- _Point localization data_
************
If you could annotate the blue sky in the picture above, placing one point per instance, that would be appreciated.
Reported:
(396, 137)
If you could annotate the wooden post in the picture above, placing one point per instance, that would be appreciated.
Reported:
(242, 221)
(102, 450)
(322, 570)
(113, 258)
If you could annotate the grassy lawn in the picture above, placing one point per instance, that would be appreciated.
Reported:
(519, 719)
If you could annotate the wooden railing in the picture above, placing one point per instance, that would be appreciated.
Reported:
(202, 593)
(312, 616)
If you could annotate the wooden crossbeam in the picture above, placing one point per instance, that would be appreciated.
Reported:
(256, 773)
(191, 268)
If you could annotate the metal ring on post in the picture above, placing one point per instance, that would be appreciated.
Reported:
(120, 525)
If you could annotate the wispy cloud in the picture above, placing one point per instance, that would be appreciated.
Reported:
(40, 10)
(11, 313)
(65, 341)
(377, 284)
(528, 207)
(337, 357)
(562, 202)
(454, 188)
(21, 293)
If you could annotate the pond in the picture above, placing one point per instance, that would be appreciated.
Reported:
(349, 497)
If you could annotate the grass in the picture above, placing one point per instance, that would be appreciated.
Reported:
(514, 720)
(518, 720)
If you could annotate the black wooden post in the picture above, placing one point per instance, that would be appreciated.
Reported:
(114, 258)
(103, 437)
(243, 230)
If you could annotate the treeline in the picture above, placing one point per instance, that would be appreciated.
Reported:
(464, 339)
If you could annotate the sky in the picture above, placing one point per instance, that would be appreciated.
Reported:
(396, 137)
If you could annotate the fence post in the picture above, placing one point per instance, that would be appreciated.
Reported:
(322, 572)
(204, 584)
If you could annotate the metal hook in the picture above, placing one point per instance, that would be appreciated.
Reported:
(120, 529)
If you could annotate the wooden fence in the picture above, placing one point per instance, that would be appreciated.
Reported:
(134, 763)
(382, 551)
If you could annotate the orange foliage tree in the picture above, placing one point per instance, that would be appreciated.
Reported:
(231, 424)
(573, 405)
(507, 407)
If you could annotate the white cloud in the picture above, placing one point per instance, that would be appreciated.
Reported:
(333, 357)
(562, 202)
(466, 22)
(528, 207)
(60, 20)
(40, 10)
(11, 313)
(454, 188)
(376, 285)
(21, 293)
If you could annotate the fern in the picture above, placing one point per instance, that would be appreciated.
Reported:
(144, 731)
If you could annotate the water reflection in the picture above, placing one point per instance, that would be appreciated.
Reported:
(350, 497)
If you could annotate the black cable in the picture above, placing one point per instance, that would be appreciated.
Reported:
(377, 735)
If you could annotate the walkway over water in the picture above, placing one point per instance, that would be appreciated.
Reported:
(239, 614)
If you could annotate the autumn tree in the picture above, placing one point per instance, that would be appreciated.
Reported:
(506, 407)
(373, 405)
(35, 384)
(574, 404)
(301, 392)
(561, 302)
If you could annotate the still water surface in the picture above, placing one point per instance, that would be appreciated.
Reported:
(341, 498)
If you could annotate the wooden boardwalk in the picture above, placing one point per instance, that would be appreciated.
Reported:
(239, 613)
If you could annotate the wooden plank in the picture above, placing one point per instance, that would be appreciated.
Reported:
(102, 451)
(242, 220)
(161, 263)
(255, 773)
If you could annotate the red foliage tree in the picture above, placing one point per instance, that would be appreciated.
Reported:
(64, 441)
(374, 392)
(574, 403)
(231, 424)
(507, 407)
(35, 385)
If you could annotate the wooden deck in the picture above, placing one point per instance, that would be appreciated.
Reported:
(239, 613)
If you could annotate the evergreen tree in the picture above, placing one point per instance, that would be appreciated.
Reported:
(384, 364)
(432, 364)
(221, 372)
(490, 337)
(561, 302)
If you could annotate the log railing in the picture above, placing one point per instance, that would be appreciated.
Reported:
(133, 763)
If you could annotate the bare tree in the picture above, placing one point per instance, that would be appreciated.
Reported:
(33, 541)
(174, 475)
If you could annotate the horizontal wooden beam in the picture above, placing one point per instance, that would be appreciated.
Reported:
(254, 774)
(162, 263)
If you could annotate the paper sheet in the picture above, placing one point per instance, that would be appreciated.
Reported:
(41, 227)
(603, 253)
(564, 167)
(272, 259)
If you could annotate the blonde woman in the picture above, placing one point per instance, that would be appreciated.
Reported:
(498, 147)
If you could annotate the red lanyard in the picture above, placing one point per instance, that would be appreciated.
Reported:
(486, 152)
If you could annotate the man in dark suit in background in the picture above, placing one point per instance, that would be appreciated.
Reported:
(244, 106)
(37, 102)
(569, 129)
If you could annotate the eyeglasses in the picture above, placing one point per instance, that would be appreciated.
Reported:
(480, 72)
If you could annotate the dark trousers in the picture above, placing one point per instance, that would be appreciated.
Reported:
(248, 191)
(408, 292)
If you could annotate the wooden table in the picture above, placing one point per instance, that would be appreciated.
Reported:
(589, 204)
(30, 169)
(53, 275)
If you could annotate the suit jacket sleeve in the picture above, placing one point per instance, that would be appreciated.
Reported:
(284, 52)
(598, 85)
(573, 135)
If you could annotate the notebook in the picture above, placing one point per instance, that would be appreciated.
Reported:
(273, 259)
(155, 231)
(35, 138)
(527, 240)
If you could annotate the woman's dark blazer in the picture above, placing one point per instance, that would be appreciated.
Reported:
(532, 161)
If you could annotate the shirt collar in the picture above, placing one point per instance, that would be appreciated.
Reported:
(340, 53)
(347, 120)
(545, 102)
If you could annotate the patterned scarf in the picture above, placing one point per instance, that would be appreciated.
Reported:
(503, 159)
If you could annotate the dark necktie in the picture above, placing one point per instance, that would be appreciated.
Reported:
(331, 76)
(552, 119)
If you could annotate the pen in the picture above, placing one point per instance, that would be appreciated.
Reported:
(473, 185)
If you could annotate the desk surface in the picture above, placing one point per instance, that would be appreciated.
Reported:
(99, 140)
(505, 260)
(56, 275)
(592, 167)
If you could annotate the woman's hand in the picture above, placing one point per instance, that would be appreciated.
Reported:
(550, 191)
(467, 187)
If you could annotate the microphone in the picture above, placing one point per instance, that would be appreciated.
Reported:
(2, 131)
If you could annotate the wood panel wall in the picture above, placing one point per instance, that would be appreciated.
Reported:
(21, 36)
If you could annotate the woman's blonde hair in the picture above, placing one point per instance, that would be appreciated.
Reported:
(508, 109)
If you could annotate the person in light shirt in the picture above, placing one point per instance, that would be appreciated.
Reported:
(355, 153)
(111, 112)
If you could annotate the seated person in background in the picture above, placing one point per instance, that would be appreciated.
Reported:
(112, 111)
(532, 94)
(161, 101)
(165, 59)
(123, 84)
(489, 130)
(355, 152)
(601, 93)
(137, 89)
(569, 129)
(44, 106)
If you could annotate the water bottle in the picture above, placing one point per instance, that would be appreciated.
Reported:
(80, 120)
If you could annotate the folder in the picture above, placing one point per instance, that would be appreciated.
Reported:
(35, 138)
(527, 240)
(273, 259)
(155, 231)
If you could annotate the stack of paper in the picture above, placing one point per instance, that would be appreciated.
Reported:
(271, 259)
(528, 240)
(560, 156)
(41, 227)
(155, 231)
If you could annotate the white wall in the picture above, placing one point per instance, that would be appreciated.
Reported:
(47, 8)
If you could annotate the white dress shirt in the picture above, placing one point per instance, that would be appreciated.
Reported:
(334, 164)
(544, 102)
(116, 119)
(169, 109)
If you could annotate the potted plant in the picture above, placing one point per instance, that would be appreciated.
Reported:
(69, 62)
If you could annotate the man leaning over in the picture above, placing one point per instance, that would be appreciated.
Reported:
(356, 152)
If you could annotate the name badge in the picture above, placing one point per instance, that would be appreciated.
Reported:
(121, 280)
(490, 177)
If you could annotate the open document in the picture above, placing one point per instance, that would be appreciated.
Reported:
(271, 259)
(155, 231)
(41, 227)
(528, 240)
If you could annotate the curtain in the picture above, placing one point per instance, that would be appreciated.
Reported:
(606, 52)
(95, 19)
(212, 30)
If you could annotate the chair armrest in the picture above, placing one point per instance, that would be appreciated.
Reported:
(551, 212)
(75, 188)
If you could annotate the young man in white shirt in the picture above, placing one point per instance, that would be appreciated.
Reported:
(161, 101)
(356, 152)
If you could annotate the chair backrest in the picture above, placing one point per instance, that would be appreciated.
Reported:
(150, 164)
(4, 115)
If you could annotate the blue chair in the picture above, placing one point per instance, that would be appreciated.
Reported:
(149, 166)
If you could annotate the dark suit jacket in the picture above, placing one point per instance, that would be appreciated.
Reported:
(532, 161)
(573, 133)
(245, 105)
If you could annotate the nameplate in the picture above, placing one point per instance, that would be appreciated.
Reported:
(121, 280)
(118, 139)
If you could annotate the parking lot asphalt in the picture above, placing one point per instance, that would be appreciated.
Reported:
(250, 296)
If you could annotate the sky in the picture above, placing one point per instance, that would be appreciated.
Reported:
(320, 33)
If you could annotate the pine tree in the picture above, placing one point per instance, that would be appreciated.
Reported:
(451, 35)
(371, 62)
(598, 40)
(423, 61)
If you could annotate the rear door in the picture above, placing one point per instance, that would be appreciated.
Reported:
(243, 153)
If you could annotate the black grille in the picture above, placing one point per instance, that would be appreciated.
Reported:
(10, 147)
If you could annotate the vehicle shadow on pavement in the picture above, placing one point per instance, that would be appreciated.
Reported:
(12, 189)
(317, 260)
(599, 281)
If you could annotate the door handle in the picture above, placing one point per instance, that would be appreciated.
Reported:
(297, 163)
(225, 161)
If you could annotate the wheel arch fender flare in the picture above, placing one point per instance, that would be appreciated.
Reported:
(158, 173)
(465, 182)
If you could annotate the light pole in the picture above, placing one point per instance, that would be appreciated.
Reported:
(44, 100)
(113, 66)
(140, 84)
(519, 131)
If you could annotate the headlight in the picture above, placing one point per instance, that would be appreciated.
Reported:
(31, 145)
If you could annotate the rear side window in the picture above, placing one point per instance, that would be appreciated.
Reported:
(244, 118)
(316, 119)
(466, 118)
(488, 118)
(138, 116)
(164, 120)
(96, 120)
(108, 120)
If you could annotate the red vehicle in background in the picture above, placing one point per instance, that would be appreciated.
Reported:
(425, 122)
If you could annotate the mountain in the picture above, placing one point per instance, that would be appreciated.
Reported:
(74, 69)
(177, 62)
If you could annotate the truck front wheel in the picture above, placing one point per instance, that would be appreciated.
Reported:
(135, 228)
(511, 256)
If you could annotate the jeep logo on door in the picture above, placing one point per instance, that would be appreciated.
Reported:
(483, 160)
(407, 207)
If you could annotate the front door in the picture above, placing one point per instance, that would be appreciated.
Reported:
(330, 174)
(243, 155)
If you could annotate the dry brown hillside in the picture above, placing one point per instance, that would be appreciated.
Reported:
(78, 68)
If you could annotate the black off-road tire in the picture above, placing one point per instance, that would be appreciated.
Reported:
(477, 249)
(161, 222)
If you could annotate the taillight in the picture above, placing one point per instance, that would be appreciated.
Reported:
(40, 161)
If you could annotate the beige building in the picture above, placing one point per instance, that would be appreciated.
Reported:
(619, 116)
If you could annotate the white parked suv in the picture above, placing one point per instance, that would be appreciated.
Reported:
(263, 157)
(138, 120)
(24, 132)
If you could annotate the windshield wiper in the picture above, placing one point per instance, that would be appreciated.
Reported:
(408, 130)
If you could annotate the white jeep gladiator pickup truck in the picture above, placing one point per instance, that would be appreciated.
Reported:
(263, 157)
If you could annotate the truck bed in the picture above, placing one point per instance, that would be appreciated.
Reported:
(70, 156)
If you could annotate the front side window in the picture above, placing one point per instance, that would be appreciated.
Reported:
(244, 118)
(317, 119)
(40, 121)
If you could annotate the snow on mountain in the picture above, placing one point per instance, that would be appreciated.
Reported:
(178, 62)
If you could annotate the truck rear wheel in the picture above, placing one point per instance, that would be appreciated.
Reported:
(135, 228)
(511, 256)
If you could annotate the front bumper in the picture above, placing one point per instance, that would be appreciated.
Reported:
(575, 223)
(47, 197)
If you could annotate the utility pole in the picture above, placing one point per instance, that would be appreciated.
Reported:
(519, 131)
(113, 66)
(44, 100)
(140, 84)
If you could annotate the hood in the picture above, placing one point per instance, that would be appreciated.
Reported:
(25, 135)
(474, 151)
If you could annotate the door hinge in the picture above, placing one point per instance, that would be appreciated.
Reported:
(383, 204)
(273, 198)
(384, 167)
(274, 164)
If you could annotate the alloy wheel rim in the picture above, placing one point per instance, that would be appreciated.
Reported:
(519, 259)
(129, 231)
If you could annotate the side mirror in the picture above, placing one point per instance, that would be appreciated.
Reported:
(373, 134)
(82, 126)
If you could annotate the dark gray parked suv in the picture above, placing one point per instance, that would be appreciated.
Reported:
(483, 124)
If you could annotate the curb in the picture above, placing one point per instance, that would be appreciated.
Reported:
************
- _PROBLEM TO SOLVE_
In the data above, find each line that has the word "parked" and copy it out.

- _REPLY_
If you could annotate the white parked suv in the picture above, placing one point per instance, that would be appreciated.
If you could annotate the dark gray parked suv in the picture above, placing one point per instance, that would be appreciated.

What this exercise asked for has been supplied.